#### PROBLEM TO WORK ON:
Rewrite the listing below, changing "green moss" to "gray lichen" and leaving every other part unchanged.
★ ★ ★ ★
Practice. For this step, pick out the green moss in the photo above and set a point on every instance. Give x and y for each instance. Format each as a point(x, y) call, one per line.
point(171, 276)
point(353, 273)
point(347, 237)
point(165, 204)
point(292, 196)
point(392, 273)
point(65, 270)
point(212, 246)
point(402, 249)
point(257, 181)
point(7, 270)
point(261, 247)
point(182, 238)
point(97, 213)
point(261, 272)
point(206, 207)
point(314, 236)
★ ★ ★ ★
#### WRITTEN SOLUTION:
Practice. For this step, pick out the gray lichen in the photo above and set a point on every instance. Give x and y for each instance. Format each as a point(x, y) call, one per line.
point(171, 276)
point(353, 273)
point(347, 237)
point(165, 204)
point(292, 196)
point(392, 273)
point(65, 270)
point(212, 246)
point(402, 249)
point(257, 181)
point(7, 270)
point(261, 247)
point(182, 238)
point(97, 213)
point(261, 272)
point(206, 207)
point(314, 236)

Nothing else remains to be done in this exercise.